[Passage]
+---+

I know it's something beyond the domain of classical mechanics but what exactly is it?
2006-07-24 17:35:23 · 5 answers · asked by skeptical_chymist 2 in Science & Mathematics ➔ Chemistry
If it's got to do with the geometry of the s-orbital as Bamboozel puts it, can someone explain the same in the case of the p and d-orbitals where angular momentum is sqrt2*h/2pi and 2*sqrt3*h/2pi
2006-07-25 16:26:57 · update #1
Well, since we are trying to "be careful" here, let's also make sure we be extra careful in saying that the atomic orbitals somehow implies a "velocity" or speed of anything. It doesn't. By saying such things, we are already implicitly implying a well-defined charged particle moving around. You don't have such things until a position measurement is done. Before then, an electron in an s-orbital, for example, has no well-defined position and identity. Rather, based on the wavefunction alone, it is "spread out" in a uniform sphere around the nucleus. So the electron is everywhere simultaneously (which is connected to the Schrodinger Cat-type puzzlement - another illustration that things in QM are interconnected). This is how we get an angular momentum of zero for the s-orbital - from the geometry of the orbital itself.
This is another illustration where our social language can cause many confusion in trying to describe things that have no linguistic equivalent. As soon as we say "electron moves in an orbit", a whole range of implications kick in. We automatically imply that there is this well-defined object that we can track along the way and moving in a well-defined trajectory. QM implies no such thing, at least as far as atomic orbitals are concerned. We have seen a whole zoo of evidence where an "electron" can simultaneously spread itself into many locations to produce unclassical effects (bonding-antibonding bands, etc.) .

+---+

[Rows]
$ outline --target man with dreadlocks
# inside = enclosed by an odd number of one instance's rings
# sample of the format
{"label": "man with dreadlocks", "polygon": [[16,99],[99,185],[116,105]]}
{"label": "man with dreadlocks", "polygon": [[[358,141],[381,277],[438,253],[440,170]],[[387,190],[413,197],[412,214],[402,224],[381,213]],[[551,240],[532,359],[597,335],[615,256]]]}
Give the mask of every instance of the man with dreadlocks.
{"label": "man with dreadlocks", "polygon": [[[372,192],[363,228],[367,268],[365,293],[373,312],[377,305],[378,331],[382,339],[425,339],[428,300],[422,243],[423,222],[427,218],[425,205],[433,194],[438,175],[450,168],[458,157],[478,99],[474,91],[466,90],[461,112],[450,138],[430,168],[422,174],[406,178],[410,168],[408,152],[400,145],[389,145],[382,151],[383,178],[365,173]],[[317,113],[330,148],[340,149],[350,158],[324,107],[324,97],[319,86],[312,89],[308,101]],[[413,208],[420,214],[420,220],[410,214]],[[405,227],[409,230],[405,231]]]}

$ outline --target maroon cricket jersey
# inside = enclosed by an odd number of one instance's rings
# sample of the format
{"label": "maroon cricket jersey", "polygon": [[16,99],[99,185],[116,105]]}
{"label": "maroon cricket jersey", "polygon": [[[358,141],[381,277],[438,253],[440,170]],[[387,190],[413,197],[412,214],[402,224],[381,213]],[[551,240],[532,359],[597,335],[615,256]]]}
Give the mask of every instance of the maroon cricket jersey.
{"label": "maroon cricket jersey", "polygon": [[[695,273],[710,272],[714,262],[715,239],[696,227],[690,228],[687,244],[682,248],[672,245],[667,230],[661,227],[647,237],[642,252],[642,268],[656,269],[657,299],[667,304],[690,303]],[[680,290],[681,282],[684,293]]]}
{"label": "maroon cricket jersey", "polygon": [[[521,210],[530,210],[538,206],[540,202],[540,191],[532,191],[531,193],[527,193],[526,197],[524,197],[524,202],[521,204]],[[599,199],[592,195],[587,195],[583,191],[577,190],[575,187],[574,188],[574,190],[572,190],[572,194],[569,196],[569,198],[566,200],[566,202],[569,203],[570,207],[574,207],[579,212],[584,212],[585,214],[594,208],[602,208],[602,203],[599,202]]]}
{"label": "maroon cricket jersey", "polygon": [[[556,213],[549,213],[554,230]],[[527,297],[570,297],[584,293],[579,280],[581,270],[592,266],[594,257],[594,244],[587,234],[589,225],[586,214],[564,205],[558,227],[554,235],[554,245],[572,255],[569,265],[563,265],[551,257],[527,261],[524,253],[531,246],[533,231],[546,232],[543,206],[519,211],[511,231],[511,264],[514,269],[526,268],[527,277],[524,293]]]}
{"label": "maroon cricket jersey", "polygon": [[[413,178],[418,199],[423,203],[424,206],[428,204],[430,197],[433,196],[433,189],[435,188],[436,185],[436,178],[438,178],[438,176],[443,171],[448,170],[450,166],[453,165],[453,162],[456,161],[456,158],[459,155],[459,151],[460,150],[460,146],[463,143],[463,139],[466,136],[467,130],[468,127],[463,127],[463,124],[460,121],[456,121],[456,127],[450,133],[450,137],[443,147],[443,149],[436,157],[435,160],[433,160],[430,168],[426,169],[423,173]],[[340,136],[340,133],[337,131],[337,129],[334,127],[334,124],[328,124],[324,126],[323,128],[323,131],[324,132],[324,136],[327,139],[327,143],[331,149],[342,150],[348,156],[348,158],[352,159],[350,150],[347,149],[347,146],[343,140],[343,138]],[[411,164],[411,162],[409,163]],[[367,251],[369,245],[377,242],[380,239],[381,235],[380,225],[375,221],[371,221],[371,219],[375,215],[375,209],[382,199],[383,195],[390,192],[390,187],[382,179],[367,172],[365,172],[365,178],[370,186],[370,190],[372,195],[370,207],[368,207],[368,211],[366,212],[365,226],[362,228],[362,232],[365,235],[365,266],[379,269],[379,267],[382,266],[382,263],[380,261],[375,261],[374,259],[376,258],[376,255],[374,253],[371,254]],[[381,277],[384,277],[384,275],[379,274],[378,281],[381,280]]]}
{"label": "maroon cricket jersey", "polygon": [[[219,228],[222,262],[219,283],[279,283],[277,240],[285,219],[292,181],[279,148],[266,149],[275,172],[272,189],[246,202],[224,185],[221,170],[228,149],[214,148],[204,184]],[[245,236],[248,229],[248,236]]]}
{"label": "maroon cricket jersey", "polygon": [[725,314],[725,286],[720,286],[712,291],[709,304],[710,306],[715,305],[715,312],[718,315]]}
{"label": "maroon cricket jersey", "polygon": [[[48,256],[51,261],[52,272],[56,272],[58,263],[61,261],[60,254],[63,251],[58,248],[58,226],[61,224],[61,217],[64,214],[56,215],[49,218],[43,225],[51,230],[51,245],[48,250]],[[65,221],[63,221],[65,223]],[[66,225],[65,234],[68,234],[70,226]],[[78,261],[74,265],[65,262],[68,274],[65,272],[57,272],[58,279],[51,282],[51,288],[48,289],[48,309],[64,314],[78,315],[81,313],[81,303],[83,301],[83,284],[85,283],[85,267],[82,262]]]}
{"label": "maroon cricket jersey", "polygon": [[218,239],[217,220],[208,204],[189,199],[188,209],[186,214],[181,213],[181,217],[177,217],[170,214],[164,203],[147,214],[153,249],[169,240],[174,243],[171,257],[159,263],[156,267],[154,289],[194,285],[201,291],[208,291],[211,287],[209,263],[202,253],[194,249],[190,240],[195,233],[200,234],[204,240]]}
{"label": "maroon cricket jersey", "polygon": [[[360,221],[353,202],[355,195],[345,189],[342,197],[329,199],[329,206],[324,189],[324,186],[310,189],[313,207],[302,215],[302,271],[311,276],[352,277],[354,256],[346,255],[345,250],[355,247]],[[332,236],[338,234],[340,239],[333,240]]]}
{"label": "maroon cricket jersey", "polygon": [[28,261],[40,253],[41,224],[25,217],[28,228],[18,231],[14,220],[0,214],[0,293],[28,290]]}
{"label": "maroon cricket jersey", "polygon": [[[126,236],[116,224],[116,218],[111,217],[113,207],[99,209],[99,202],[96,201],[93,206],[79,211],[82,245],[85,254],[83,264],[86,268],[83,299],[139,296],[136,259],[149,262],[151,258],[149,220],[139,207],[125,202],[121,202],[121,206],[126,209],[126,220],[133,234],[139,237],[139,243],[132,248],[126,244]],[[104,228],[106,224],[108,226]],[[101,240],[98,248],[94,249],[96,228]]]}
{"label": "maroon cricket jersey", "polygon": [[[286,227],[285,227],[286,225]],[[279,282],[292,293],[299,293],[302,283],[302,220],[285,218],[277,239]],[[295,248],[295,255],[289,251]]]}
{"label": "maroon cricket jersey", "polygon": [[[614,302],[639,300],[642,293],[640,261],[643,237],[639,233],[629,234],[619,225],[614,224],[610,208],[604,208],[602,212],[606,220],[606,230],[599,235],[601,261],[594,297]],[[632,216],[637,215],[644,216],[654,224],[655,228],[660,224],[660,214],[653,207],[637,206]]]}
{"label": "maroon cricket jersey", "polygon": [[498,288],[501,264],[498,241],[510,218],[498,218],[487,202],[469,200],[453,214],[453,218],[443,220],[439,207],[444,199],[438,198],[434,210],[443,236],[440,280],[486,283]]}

+---+

[Things to do]
1. In the thread on orbital angular momentum, rename "social language" to "everyday language" in the part between "This is another" and "bands, etc.) .", inclusive, and give that part.
2. Continue the thread on orbital angular momentum from its last sentence.
The listing isn't needed here.

[Expected outputs]
1.
This is another illustration where our everyday language can cause many confusion in trying to describe things that have no linguistic equivalent. As soon as we say "electron moves in an orbit", a whole range of implications kick in. We automatically imply that there is this well-defined object that we can track along the way and moving in a well-defined trajectory. QM implies no such thing, at least as far as atomic orbitals are concerned. We have seen a whole zoo of evidence where an "electron" can simultaneously spread itself into many locations to produce unclassical effects (bonding-antibonding bands, etc.) .

2.
2006-07-24 18:55:28 · answer #1 · answered by Bamboozel 2 · 0⤊ 1⤋
I suppose you are asking about why the azimuthal quantum number for s orbital is zeo.
so let me try the answer.
azimuthal quantum number l is related to angular momentum by the equation L= h' * (l*(l+1) )e1/2. where l is a non negative integer.
and azimuthal quatum no. governs the ellipticity of the probability of cloud and number of planar nodes going through the nucleus.
and for s orbital, whuich is sperical, ellepticcity is zero, and hence there is no probability to find the electron cloud at necleus.
so the number of nodes for s orbital is zero.
you can get more information in the wikipedia site.
2006-07-24 18:09:14 · answer #2 · answered by venkatraman h 1 · 0⤊ 0⤋
an s-orbital surrounds the nucleus like a sphere. an orbital is where the electron is likely to be found. when s = 0, then the electron is not likely to be found at the nucleus. only p-orbitals, d-orbitals, f-orbitals have nodes (the flower petal model) and may be found at the nucleus.
2006-07-24 18:37:12 · answer #3 · answered by Anonymous · 0⤊ 0⤋
It's the Mexicans' fault, actually.
2006-07-24 17:39:27 · answer #4 · answered by Mateo 2 · 0⤊ 0⤋
Dont worry. Its all relative.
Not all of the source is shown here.